What you need to do> Write out every record below exactly as it appears.

╭──

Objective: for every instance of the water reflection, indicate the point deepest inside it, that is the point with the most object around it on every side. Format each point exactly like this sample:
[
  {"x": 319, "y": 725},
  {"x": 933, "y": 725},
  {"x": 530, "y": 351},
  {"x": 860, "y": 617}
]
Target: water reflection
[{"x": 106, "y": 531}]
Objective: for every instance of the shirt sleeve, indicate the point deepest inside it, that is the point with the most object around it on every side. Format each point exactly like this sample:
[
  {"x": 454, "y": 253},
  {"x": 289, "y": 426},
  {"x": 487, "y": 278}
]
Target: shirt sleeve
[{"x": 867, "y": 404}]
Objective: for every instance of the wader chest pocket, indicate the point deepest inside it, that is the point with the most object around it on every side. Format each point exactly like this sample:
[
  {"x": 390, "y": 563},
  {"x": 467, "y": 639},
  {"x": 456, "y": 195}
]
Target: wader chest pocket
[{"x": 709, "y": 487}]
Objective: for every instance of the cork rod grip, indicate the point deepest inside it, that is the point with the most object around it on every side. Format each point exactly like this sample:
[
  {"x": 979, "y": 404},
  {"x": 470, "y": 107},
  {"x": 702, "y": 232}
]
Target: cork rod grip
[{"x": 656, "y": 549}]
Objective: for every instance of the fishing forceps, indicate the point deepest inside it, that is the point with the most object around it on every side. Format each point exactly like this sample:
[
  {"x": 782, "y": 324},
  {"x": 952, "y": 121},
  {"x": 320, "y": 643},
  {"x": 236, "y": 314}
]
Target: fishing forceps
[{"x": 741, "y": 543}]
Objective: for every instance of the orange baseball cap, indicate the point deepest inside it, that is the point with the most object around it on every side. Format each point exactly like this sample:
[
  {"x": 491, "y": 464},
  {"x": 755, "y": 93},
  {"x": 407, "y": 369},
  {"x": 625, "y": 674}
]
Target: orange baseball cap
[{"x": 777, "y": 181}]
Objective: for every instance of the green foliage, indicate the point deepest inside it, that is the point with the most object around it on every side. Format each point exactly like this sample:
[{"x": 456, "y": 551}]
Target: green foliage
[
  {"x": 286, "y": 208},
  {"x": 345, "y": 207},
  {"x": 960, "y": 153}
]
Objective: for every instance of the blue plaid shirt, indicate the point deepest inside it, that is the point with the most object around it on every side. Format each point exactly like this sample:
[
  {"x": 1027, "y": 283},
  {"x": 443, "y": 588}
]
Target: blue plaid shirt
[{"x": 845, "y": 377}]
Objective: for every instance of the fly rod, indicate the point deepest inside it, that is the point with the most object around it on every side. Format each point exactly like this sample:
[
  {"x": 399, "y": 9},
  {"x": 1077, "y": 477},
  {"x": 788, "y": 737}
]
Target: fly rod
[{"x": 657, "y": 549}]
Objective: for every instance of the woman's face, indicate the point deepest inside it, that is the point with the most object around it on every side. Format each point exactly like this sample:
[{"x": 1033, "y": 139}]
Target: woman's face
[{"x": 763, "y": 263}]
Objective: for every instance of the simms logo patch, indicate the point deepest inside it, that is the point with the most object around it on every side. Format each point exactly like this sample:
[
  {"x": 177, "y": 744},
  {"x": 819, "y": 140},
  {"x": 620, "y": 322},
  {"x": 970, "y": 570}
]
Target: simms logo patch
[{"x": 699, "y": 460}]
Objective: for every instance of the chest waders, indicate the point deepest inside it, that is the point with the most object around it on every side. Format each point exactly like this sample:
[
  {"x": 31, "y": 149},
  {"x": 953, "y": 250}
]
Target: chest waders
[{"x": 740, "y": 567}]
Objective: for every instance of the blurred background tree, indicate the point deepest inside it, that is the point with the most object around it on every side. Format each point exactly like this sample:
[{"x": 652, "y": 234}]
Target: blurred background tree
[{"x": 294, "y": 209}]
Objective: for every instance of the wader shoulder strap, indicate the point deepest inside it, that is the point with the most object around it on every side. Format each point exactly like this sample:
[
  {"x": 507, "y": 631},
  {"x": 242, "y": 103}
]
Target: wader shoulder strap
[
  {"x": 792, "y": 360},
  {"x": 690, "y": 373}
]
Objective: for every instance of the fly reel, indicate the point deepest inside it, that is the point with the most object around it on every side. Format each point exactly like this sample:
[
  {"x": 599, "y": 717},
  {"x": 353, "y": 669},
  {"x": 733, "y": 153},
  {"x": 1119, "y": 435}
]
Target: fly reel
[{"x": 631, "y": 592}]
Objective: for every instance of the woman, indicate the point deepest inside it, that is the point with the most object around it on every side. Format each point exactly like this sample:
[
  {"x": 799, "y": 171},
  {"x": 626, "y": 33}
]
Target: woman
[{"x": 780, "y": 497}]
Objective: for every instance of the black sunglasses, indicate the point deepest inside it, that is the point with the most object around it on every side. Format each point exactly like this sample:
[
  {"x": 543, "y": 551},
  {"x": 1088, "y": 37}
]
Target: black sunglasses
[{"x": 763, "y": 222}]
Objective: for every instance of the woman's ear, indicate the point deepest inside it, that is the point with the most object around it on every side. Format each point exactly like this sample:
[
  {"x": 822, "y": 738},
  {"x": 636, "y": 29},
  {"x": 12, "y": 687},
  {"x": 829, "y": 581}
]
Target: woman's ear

╰──

Expected answer>
Objective: for every instance of the water reflection, indicate the point deepest inside it, that is the point with the most object around it on every side. Format each point exactly like this sample:
[
  {"x": 319, "y": 725},
  {"x": 933, "y": 725},
  {"x": 530, "y": 351},
  {"x": 860, "y": 617}
]
Target: water reflection
[{"x": 106, "y": 531}]
Objective: for every instance of the shirt sleeve, indicate the point deepest inside it, that is the point with the most object around it on every side. Format each point exactly like this sample:
[
  {"x": 454, "y": 253},
  {"x": 289, "y": 426},
  {"x": 487, "y": 278}
]
Target: shirt sleeve
[{"x": 867, "y": 404}]
Objective: for every instance of the wader chest pocket, indicate the point deepest inside it, that is the point with the most object around it on every side. Format each point exactly like this sample:
[
  {"x": 390, "y": 563},
  {"x": 467, "y": 639},
  {"x": 456, "y": 195}
]
Target: wader chest pocket
[{"x": 709, "y": 487}]
Objective: for every instance of the cork rod grip, indicate the point deepest inside it, that is the point with the most object around it on every side. Format each point exactly like this sample:
[
  {"x": 979, "y": 404},
  {"x": 470, "y": 107},
  {"x": 702, "y": 232}
]
Target: cork rod grip
[{"x": 656, "y": 549}]
Objective: for every instance of the fishing forceps, indicate the point deepest inside it, that is the point with the most object around it on every side. Format each point exactly like this sample:
[
  {"x": 782, "y": 324},
  {"x": 952, "y": 121},
  {"x": 320, "y": 643},
  {"x": 236, "y": 314}
]
Target: fishing forceps
[{"x": 741, "y": 543}]
Objective: for every instance of the orange baseball cap, indicate the point deepest inside it, that is the point with the most object around it on every side. Format each point exactly like this sample:
[
  {"x": 491, "y": 464},
  {"x": 755, "y": 93},
  {"x": 407, "y": 369},
  {"x": 625, "y": 674}
]
Target: orange baseball cap
[{"x": 777, "y": 181}]
Objective: for every instance of the green foliage, indicate the point deepest inside it, that is the point with the most object around it on every side. Format each point exactly like this sample:
[{"x": 456, "y": 551}]
Target: green foliage
[
  {"x": 286, "y": 208},
  {"x": 345, "y": 207},
  {"x": 960, "y": 153}
]
Objective: for every instance of the blue plaid shirt, indicate the point deepest inside it, that is the point with the most object around it on every side. Format each point exactly like this sample:
[
  {"x": 1027, "y": 283},
  {"x": 443, "y": 588}
]
Target: blue plaid shirt
[{"x": 845, "y": 377}]
Objective: for every instance of the fly rod, indicate the point deepest inside it, that is the point with the most object around it on every side. Format each point exactly like this sample:
[
  {"x": 399, "y": 9},
  {"x": 1077, "y": 477},
  {"x": 788, "y": 737}
]
Target: fly rod
[{"x": 657, "y": 549}]
Objective: for every instance of the woman's face, indicate the point deepest inside it, that is the point with the most object around it on every side. Format each point exactly like this sample:
[{"x": 1033, "y": 139}]
Target: woman's face
[{"x": 763, "y": 263}]
Objective: for every instance of the simms logo patch, indicate the point deepest inside it, that is the point with the most object around it on every side. Format each point exactly like this sample:
[
  {"x": 177, "y": 744},
  {"x": 819, "y": 140},
  {"x": 620, "y": 322},
  {"x": 970, "y": 570}
]
Target: simms logo patch
[{"x": 699, "y": 460}]
Objective: for every instance of the chest waders, indicate the point deepest inside it, that is the point with the most object around it on every side. Format each point exactly like this sample:
[
  {"x": 31, "y": 149},
  {"x": 953, "y": 250}
]
Target: chest waders
[{"x": 740, "y": 567}]
Objective: for every instance of the blurred background tree, indicate the point deepest inside it, that is the point with the most object around it on every side. Format each point exactly like this sample:
[{"x": 652, "y": 234}]
Target: blurred background tree
[{"x": 294, "y": 209}]
Objective: for every instance of the wader shoulder strap, indicate the point deepest inside it, that is the point with the most object around it on every side. Format each point exactly like this sample:
[
  {"x": 507, "y": 631},
  {"x": 242, "y": 103}
]
Target: wader shoulder strap
[
  {"x": 792, "y": 360},
  {"x": 690, "y": 373}
]
Objective: for every instance of the fly reel, indicate the point deepest inside it, that is the point with the most object around it on every side. Format each point exactly like this sample:
[
  {"x": 599, "y": 717},
  {"x": 353, "y": 669},
  {"x": 733, "y": 153},
  {"x": 1119, "y": 435}
]
Target: fly reel
[{"x": 631, "y": 592}]
Objective: for every instance of the woman, indicate the point deepest inside it, that is the point with the most object around it on every side. Format each point exactly like this sample:
[
  {"x": 799, "y": 171},
  {"x": 626, "y": 33}
]
Target: woman
[{"x": 780, "y": 497}]
Objective: for every instance of the black sunglasses, indicate the point deepest inside it, that is the point with the most object around it on every side. Format each point exactly like this sample:
[
  {"x": 543, "y": 551},
  {"x": 1088, "y": 37}
]
Target: black sunglasses
[{"x": 763, "y": 222}]
Objective: for every instance of the woman's ear, indicate the point deepest inside it, that is the point with the most object around it on every side. Format each point exactly like this sample:
[
  {"x": 822, "y": 738},
  {"x": 636, "y": 29},
  {"x": 12, "y": 687},
  {"x": 829, "y": 581}
]
Target: woman's ear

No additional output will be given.